──────── Fragmento

Economía mata Nunca Más

La ciudad contra los recuperadores de residuos reciclables

Foto: revista Cítrica.

 

En 1789, poco después de la Revolución Francesa, el activo movimiento emancipador proclamó la Declaración de los Derechos del Hombre y del Ciudadano. Fue el antecedente de la doctrina contemporánea de los derechos humanos formulada tras la Segunda Guerra Mundial y el Holocausto, que llevó mucho después a la adopción de la Declaración Universal de los Derechos Humanos por la Asamblea General de las Naciones Unidas en 1948.

────────────────
──────── Material dado

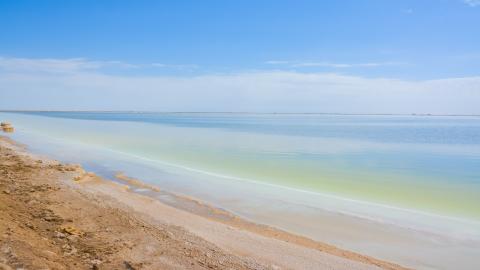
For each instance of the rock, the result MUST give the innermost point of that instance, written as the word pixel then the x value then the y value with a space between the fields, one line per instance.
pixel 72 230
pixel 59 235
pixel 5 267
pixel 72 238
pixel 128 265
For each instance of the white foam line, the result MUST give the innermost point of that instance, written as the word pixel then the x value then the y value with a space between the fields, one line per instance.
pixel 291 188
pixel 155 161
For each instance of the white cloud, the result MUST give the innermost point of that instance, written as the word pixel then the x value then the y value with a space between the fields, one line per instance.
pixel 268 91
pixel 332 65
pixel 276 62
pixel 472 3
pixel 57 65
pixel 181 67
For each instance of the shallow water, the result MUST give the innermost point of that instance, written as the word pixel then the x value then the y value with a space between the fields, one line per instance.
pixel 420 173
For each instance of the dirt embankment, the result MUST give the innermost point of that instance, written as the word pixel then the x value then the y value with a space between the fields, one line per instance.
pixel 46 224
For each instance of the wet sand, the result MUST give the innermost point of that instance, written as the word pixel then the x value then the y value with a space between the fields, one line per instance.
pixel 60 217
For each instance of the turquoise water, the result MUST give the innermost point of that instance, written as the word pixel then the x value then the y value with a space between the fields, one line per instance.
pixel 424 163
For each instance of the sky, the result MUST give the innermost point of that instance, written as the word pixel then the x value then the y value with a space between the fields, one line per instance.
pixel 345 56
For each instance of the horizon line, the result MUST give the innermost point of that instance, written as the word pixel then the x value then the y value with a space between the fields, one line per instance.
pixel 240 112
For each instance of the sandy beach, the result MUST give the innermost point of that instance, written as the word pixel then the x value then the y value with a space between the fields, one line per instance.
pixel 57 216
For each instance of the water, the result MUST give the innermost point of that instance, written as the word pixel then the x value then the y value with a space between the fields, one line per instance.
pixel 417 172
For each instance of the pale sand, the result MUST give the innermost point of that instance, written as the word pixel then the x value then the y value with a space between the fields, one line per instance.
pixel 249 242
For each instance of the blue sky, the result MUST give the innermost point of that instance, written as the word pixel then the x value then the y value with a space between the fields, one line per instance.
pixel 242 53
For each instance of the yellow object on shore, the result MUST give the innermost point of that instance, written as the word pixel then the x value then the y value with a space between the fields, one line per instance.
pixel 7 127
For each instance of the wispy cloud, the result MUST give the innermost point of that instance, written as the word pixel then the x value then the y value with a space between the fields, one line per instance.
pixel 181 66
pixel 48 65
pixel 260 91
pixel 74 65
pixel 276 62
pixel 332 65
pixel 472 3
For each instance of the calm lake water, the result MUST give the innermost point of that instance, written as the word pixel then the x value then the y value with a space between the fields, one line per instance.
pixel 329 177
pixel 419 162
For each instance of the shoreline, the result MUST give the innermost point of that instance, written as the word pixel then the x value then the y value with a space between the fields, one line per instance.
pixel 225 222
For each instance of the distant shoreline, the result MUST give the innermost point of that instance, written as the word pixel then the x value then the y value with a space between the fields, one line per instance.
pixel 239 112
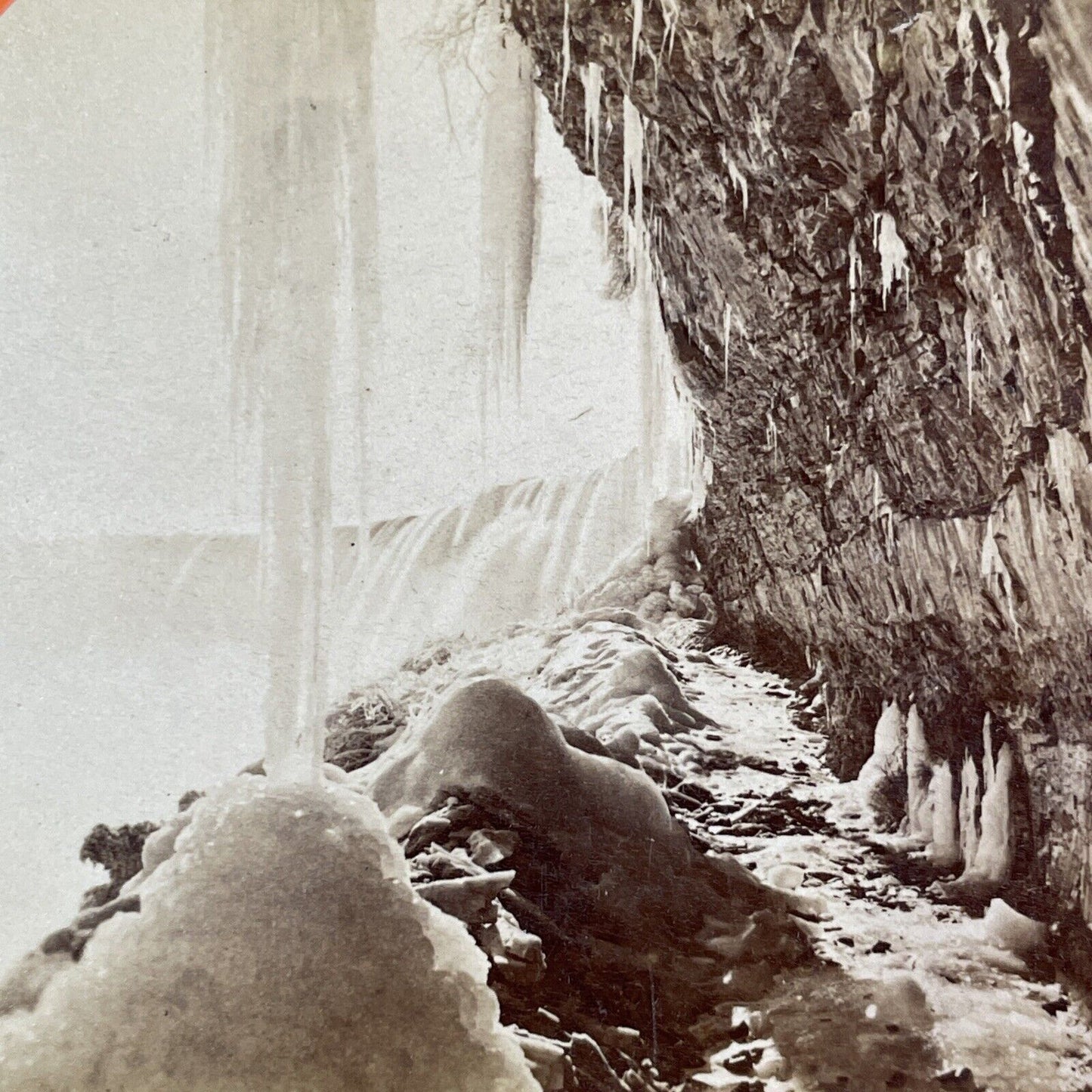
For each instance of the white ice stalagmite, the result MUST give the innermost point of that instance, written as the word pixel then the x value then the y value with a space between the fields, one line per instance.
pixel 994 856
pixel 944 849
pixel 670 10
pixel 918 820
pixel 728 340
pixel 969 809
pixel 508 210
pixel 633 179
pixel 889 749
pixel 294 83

────────────────

### Lo que se pide:
Indica si cada afirmación coincide con el fragmento; contesta sí o no y copia entre comillas las palabras del fragmento que lo deciden. (a) La Declaración de los Derechos del Hombre y del Ciudadano se proclamó en 1789. (b) La Declaración Universal de los Derechos Humanos la adoptó el movimiento emancipador francés. (c) La doctrina contemporánea de los derechos humanos se formuló tras la Segunda Guerra Mundial y el Holocausto. Las líneas no cuentan para nada en esto.

### Resultado:
(a) Sí: "En 1789, poco después de la Revolución Francesa, el activo movimiento emancipador proclamó la Declaración de los Derechos del Hombre y del Ciudadano".
(b) No: "la adopción de la Declaración Universal de los Derechos Humanos por la Asamblea General de las Naciones Unidas en 1948".
(c) Sí: "la doctrina contemporánea de los derechos humanos formulada tras la Segunda Guerra Mundial y el Holocausto".